> _A block of data_:
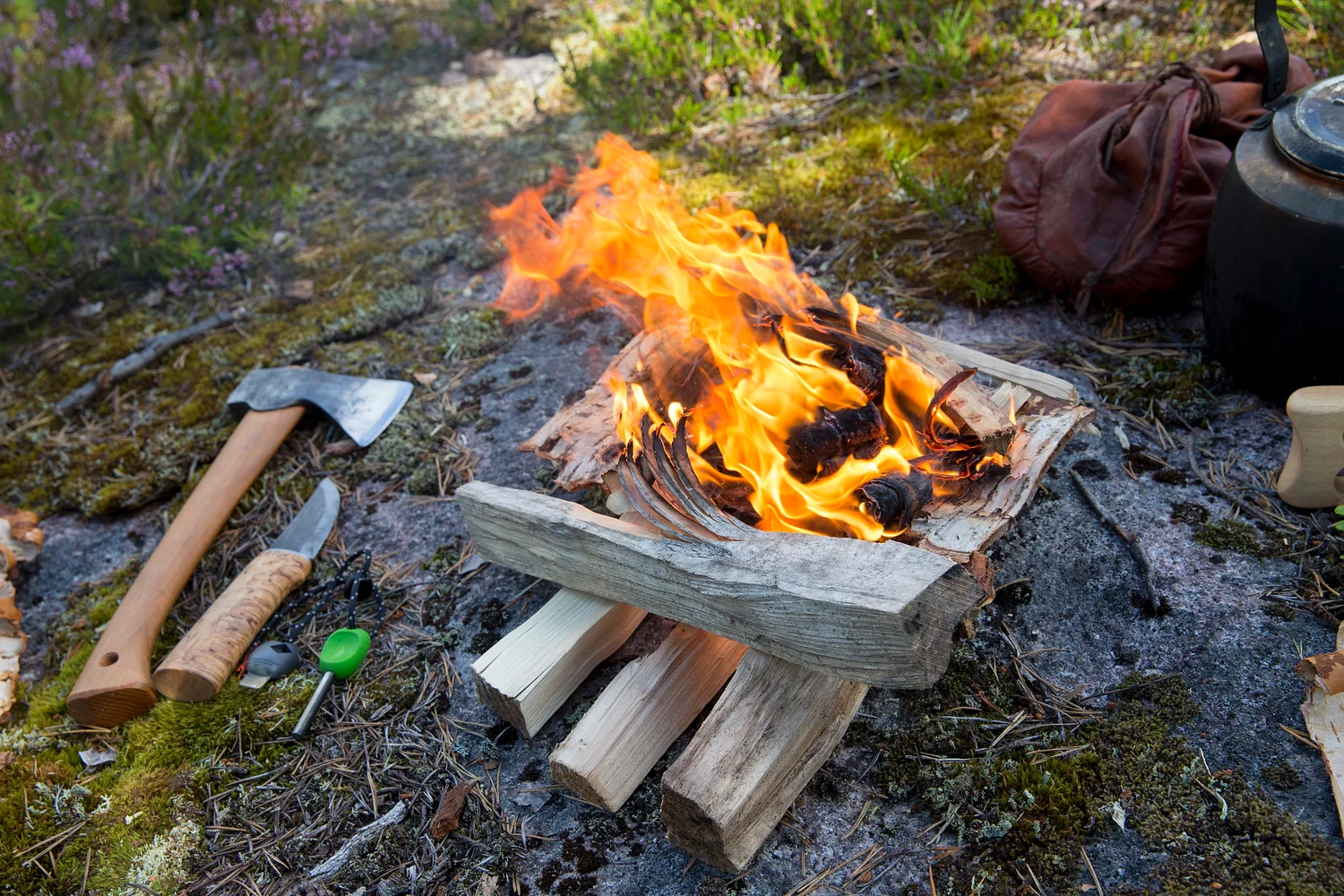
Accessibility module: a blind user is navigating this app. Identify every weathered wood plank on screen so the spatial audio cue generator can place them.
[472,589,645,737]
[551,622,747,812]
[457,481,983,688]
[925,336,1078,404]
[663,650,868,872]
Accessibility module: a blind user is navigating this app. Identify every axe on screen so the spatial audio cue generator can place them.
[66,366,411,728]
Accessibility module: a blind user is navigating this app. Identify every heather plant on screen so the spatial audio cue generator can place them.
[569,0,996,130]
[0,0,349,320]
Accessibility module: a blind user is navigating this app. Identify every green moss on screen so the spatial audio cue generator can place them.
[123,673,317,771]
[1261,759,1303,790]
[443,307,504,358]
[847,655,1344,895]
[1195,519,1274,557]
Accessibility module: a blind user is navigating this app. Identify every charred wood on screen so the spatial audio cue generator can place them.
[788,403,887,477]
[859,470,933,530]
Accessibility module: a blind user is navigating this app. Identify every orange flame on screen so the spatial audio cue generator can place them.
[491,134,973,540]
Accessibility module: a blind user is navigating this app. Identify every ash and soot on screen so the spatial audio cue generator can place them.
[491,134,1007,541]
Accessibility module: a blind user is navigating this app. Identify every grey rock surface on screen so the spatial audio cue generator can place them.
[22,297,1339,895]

> _Short task_:
Show each line in the items above that contains the word "wood".

> _Solution_:
Accessibility module: a blind user is navigating this app. Identify every weathered wood plank on screen so the spatial audio cue generator can place them.
Accessibility module: a blind user is navigating this app. Identify every charred wood on screen so the spatial audio cue generator can place them.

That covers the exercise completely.